By Guillermo Azabal
Los Angeles, Feb 17 (EFE).- A new battle line has been drawn in the United States’ gun-control debate in the wake of a controversial ruling by an appeals court, which found that two Southern California counties acted unconstitutionally by closing gun shops at the onset of the Covid-19 pandemic.
Circuit Judge Lawrence VanDyke, part of a three-judge panel of the San Francisco-based United States Court of Appeals for the Ninth Circuit that ruled on the case, said Ventura County and Los Angeles County violated the Second Amendment by shutting down gun and ammunition stores in March 2020 and declaring them non-essential businesses.
“The right of the people to keep and bear arms … means nothing if the government can prohibit all persons from acquiring any firearm or ammunition,” VanDyke, an appointee of ex-President Donald Trump, wrote in his opinion.

▸ **Activities**:
- A) Decide whether each statement below agrees with the news report on the gun-shop closure ruling. Answer yes or no for each, and quote the words from the report that settle it: (i) The ruling came from a panel of three judges. (ii) The counties shut down gun and ammunition stores in March 2021. (iii) Judge VanDyke was appointed by Donald Trump.
- B) Rewrite the stretch of the news report from "By Guillermo Azabal" through "them non-essential businesses.", swapping "gun shops" for "firearm retailers".
- C) Write the next part of the news report on the pandemic gun-shop ruling, picking up after its final sentence.

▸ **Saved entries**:
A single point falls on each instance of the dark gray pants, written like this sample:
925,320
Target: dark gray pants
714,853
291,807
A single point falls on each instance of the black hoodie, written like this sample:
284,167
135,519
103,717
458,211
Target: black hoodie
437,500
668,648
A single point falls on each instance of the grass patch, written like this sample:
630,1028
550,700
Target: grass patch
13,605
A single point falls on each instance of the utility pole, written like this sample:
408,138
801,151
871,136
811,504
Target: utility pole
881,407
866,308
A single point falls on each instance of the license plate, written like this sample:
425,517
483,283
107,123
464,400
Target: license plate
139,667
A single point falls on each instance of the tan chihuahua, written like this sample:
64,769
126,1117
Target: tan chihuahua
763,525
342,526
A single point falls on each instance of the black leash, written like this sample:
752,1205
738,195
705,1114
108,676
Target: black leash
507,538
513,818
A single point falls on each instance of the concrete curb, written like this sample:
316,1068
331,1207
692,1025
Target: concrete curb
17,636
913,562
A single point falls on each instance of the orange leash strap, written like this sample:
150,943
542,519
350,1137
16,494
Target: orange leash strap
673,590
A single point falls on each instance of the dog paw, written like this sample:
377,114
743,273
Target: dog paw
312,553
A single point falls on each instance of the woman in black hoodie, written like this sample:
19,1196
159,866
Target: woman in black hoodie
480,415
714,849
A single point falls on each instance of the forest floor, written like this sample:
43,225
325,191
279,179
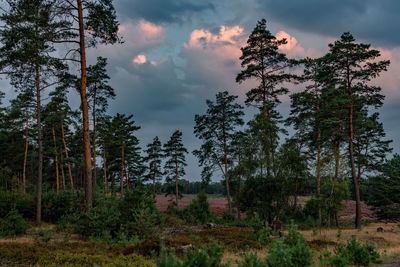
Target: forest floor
44,244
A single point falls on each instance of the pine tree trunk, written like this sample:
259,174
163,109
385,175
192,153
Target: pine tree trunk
66,154
122,170
26,149
94,137
62,170
40,146
228,194
105,168
176,183
85,113
351,152
56,159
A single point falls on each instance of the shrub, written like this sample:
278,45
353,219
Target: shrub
13,225
101,222
199,209
352,253
22,202
207,256
54,205
139,214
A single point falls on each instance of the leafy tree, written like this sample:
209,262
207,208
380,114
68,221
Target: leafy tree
175,154
216,129
153,158
262,60
354,66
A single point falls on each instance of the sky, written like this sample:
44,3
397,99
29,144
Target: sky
178,53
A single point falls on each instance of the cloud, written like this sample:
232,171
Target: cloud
140,59
149,30
375,21
166,11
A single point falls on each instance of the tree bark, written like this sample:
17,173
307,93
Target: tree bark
105,167
56,159
40,146
122,170
94,136
176,183
85,113
26,148
66,154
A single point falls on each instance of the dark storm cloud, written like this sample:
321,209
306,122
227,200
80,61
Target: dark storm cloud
371,20
162,11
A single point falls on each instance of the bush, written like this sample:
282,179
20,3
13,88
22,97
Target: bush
199,209
54,205
22,202
207,256
139,214
101,222
353,253
13,225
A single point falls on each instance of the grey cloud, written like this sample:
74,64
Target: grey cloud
168,11
371,20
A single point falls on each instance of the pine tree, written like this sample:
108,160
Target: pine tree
174,167
262,61
30,28
354,65
216,128
98,94
153,159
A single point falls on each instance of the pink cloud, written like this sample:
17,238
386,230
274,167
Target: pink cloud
140,59
149,30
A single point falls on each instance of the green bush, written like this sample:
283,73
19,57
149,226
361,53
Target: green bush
13,225
352,253
207,256
101,222
54,205
22,202
139,214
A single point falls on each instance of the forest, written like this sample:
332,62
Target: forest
78,187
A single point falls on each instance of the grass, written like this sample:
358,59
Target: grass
75,252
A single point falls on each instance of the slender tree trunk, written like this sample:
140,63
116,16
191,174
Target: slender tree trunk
26,148
94,137
352,162
176,183
122,169
56,159
337,160
40,145
62,170
319,174
228,194
105,168
85,113
318,157
66,154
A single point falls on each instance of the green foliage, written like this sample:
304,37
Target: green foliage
13,225
55,206
22,202
139,214
77,254
352,253
199,210
99,222
206,256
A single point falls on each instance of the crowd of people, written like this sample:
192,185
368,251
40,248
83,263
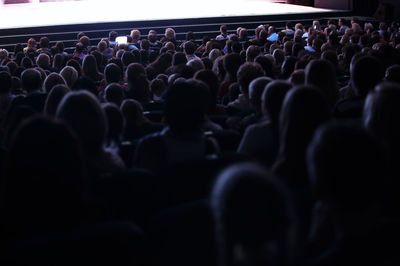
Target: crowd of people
275,149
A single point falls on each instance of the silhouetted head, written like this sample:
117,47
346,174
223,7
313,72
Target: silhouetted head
31,80
322,75
185,105
303,110
345,166
254,219
246,73
70,75
82,111
393,73
256,89
115,122
366,72
54,98
272,99
52,80
5,82
114,93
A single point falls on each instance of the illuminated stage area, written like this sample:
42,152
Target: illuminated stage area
37,14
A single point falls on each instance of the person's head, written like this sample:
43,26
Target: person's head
211,80
272,99
381,112
253,217
196,64
157,87
52,80
322,75
303,110
85,41
113,73
393,74
247,73
214,54
5,82
189,47
252,52
44,175
112,35
231,64
70,75
75,64
3,54
366,72
185,106
170,33
43,61
152,36
31,80
44,43
346,167
223,30
82,111
89,67
132,112
138,84
256,89
31,43
115,122
54,98
114,93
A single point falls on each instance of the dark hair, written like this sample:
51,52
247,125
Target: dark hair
5,82
112,73
346,166
185,105
31,80
252,210
366,73
82,111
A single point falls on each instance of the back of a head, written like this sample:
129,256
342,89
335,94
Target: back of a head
393,74
82,111
132,112
89,66
115,121
272,99
189,47
31,80
179,58
345,166
43,61
267,63
252,52
247,73
52,80
232,63
54,98
114,93
5,82
252,213
321,74
185,105
303,110
366,73
196,64
70,75
256,89
211,80
382,111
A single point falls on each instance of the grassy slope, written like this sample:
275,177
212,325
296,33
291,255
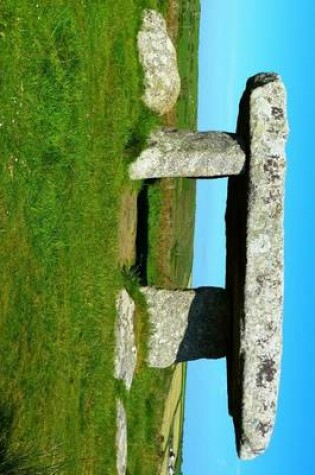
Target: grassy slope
69,94
172,202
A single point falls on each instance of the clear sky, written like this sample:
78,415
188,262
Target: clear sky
239,38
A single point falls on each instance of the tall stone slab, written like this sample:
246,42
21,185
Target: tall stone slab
255,264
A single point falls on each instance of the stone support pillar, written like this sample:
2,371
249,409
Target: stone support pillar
182,153
186,324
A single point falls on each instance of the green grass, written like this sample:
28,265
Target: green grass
70,119
172,202
187,51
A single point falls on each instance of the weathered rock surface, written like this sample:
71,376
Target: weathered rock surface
186,324
121,439
255,265
183,153
158,58
126,352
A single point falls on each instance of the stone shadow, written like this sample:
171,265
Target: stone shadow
206,335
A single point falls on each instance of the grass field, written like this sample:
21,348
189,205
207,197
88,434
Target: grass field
70,112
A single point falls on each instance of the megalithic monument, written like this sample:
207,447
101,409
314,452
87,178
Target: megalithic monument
242,322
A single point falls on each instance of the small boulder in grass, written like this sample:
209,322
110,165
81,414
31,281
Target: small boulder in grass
158,57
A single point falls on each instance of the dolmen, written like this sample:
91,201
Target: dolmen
243,321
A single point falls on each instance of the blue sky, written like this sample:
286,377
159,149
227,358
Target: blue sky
239,38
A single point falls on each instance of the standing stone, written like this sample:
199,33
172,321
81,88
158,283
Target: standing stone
184,153
126,352
186,324
255,265
158,58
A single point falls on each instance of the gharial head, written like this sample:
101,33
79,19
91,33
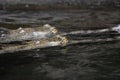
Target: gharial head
63,40
51,28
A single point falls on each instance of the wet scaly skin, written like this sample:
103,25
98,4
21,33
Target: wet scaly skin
57,40
30,34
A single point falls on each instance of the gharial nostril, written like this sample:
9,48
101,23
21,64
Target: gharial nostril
3,35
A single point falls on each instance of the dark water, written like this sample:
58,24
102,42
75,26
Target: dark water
94,61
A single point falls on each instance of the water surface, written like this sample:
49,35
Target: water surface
93,61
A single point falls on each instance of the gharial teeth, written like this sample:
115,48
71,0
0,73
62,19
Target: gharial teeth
22,31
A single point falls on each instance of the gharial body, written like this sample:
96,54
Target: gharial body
28,34
57,40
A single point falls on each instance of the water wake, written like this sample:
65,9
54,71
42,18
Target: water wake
115,29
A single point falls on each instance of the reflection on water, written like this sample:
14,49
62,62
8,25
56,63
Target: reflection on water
82,61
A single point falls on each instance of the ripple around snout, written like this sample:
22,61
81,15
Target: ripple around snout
92,61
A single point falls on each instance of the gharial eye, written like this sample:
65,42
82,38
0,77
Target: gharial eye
64,41
54,30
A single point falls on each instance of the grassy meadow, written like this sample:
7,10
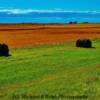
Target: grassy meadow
51,70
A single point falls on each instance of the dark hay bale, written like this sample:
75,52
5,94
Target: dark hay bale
4,50
85,43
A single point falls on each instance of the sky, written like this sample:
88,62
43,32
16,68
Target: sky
68,5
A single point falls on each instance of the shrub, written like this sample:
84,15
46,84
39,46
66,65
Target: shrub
4,50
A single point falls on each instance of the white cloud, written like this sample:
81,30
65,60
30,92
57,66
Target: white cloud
21,11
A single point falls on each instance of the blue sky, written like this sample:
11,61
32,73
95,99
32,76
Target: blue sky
69,5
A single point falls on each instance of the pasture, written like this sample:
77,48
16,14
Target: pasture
52,71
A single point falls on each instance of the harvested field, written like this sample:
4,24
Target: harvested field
23,35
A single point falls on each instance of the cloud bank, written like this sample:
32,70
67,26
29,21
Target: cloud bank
26,11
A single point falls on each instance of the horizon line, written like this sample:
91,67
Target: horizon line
25,11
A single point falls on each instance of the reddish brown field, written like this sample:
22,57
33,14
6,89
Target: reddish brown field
23,35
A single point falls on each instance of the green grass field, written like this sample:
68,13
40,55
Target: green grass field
62,71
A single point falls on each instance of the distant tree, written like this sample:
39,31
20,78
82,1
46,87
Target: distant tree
71,22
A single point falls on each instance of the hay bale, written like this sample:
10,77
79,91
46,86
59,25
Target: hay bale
85,43
4,50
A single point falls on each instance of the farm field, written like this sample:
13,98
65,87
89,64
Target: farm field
45,64
26,35
51,70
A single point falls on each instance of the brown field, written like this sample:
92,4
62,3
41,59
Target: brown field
23,35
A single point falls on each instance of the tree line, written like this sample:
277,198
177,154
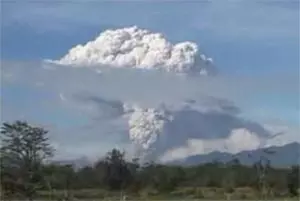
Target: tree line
26,170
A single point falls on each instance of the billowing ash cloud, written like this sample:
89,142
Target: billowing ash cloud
165,116
188,131
138,48
146,126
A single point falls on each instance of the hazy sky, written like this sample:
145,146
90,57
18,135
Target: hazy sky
254,44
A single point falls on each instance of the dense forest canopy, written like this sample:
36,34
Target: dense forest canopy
25,172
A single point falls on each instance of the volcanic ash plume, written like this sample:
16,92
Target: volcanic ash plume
146,126
138,48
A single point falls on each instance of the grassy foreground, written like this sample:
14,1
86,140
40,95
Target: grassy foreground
187,193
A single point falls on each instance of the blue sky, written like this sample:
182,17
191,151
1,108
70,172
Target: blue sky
245,38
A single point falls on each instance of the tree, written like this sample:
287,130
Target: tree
23,150
294,180
117,172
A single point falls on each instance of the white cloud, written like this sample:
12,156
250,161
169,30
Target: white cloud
239,140
138,48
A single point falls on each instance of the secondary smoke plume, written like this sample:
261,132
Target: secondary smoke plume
146,126
138,48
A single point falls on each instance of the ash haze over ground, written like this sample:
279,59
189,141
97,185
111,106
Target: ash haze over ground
154,93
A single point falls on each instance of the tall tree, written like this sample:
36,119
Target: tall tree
294,180
23,150
116,170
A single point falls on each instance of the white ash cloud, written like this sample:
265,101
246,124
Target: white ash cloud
133,47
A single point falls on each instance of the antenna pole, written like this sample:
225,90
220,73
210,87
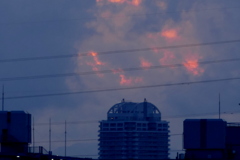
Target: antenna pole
49,134
3,98
33,136
65,138
219,107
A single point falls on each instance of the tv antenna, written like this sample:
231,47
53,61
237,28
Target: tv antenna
3,98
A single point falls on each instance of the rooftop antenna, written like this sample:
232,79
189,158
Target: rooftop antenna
65,138
219,107
3,98
49,134
33,136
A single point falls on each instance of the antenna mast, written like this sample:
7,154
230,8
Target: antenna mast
219,107
3,98
33,136
65,138
49,134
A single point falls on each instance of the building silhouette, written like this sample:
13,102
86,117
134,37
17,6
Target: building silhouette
15,132
211,139
133,131
15,139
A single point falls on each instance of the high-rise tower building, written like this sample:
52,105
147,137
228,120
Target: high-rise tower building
133,131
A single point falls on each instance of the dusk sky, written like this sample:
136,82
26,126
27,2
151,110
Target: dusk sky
74,59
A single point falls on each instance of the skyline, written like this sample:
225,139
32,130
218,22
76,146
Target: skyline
56,47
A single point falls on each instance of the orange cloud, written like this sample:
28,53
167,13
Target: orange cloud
116,71
168,57
132,2
145,63
169,34
129,81
193,67
95,63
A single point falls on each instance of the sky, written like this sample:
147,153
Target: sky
73,60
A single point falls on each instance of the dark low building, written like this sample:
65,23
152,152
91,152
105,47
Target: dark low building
211,139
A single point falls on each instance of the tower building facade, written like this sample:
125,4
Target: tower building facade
133,131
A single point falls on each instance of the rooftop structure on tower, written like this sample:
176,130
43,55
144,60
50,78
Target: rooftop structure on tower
133,131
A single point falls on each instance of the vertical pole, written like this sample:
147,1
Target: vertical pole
33,137
219,107
3,98
49,134
65,138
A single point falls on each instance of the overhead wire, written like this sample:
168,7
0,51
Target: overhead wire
81,140
116,70
118,51
123,88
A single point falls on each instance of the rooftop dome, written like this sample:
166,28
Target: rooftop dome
134,111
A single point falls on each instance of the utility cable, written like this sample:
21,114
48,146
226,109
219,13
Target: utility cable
118,51
117,70
123,88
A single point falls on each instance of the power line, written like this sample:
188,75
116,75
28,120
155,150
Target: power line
164,117
93,139
124,88
118,51
117,70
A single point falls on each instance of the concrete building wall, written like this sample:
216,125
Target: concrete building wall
133,131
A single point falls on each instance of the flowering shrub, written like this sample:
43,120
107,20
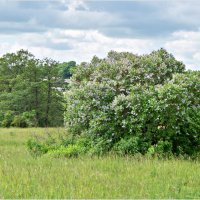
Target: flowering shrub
130,104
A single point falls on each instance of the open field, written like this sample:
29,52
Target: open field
22,176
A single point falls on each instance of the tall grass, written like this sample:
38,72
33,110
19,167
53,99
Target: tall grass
23,176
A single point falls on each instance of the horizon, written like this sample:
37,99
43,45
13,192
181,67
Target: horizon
77,30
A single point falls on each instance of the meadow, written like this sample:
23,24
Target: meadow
24,176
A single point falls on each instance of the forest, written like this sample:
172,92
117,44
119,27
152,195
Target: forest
123,126
31,90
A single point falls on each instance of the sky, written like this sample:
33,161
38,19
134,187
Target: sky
78,29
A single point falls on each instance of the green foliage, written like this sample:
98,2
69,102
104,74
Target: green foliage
115,100
127,146
28,84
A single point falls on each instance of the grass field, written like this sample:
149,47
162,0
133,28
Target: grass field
22,176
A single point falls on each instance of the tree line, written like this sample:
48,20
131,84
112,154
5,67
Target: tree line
31,90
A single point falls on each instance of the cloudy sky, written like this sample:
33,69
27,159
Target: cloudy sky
78,29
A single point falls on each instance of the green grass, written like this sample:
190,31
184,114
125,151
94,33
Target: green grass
22,176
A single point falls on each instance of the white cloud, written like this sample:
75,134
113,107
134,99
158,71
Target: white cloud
185,45
84,44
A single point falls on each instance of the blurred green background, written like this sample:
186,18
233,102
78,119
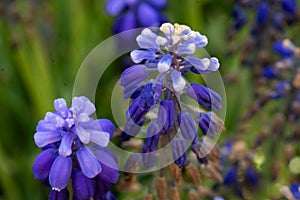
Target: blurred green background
43,43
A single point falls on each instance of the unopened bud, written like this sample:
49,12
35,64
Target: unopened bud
193,174
161,188
176,173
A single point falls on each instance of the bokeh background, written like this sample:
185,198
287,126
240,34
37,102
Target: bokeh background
42,45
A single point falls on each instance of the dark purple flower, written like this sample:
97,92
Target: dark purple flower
179,149
295,190
239,16
187,126
289,6
283,48
205,96
59,195
280,90
166,115
269,73
230,177
251,176
153,135
206,124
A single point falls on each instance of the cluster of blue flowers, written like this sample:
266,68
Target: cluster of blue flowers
131,13
279,14
165,52
73,145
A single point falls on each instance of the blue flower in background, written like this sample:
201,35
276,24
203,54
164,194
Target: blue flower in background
73,146
135,13
166,53
295,190
278,13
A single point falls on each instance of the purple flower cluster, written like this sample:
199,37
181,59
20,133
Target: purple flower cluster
131,13
73,145
166,54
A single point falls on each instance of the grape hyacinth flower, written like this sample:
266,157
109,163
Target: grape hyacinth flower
167,52
73,145
131,13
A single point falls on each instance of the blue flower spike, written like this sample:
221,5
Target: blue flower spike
70,139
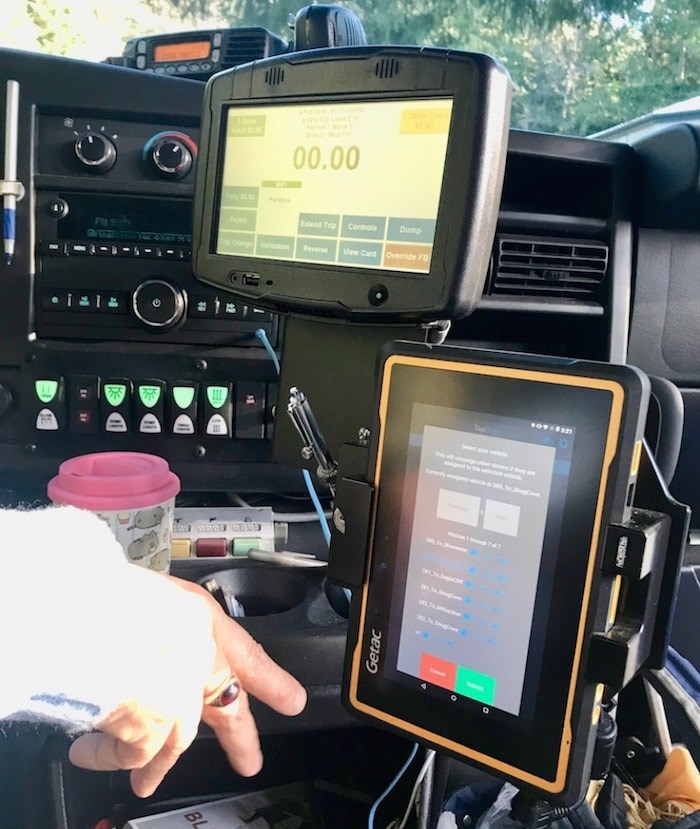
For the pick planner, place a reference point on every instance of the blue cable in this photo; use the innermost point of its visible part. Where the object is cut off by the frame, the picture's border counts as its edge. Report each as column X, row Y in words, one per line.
column 261, row 334
column 399, row 775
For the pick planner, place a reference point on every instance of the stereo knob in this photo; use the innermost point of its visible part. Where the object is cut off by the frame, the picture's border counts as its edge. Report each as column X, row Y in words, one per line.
column 95, row 152
column 171, row 154
column 158, row 304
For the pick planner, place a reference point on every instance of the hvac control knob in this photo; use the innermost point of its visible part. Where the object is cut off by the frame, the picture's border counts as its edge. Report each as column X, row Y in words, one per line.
column 158, row 304
column 171, row 154
column 95, row 152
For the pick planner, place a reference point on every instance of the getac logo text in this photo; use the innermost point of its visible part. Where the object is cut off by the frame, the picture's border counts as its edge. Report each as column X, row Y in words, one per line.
column 375, row 646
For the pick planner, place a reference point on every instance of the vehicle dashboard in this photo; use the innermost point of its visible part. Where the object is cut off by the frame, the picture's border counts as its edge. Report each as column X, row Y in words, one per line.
column 595, row 257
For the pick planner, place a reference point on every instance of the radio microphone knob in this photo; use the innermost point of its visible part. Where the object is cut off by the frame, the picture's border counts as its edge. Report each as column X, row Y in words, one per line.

▸ **Results of the tasks**:
- A)
(i) Yes: "part of a three-judge panel"
(ii) No: "in March 2020"
(iii) Yes: "an appointee of ex-President Donald Trump"

- B)
By Guillermo Azabal
Los Angeles, Feb 17 (EFE).- A new battle line has been drawn in the United States’ gun-control debate in the wake of a controversial ruling by an appeals court, which found that two Southern California counties acted unconstitutionally by closing firearm retailers at the onset of the Covid-19 pandemic.
Circuit Judge Lawrence VanDyke, part of a three-judge panel of the San Francisco-based United States Court of Appeals for the Ninth Circuit that ruled on the case, said Ventura County and Los Angeles County violated the Second Amendment by shutting down gun and ammunition stores in March 2020 and declaring them non-essential businesses.

- C)
He added that “under California’s highly regulated framework for firearms, law-abiding citizens can only obtain firearms and ammunition by arriving in-person to government-approved gun and ammunition shops.”
The ruling, which overturned a lower-court decision, won praise from guns-rights advocates.
Ronda Baldwin-Kennedy, one of the plaintiffs’ attorneys in McDougall v. County of Ventura, told Efe by telephone that it marks the first time a court has ruled that a state or county acted unconstitutionally in closing gun stores.
She added that it could set a precedent.
By contrast, Giffords – an American advocacy and research organization focused on promoting gun control – said the ruling was misguided.
The decision affects a pair of counties in a state where would-be gun owners are subjected to a 10-day waiting period and there are limits on who may own a firearm.
California Gov. Gavin Newsom, for his part, has stated he wants private citizens to be allowed to sue manufacturers, distributors and sellers of assault weapons.
The Gun Violence Archive, a nonprofit research group that catalogs every incident of gun violence in the US, says 2020 was the deadliest year for shooting-related incidents in two decades, with more than 43,000 gun deaths.
Gun stores, for their part, are well aware of the appeals court ruling but generally have no interest in speaking with reporters.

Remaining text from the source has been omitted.